- Work request -
Read the listing below and copy out each line where the word "white" occurs.

§ §

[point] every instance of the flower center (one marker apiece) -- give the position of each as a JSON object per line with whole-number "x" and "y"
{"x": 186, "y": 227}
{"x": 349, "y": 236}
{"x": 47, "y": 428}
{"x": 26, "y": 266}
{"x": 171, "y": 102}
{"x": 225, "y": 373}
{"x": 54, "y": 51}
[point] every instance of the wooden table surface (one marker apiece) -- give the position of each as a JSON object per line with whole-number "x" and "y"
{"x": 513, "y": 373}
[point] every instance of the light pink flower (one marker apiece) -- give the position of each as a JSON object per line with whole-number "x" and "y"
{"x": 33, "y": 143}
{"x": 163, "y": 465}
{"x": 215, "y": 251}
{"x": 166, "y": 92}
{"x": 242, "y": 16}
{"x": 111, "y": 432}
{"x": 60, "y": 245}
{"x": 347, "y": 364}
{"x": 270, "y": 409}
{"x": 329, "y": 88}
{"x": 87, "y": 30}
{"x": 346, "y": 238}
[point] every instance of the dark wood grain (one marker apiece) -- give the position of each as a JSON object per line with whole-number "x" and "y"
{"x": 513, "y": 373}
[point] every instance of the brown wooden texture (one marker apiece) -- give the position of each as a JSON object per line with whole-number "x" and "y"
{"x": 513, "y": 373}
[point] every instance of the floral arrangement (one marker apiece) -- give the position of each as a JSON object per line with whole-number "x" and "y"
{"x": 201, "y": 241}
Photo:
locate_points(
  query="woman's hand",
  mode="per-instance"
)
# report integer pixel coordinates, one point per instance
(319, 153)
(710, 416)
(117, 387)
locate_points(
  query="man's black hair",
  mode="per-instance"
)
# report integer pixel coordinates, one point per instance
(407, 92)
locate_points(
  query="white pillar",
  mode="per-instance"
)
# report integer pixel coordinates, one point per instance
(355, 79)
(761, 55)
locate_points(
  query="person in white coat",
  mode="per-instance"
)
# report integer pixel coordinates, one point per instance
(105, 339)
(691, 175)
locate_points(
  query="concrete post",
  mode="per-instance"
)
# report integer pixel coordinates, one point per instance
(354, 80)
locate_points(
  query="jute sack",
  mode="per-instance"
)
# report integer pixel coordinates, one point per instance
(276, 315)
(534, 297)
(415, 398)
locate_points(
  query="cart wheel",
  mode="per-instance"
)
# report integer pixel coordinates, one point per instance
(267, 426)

§ §

- Solution -
  query="white pillar",
  query="person in white coat",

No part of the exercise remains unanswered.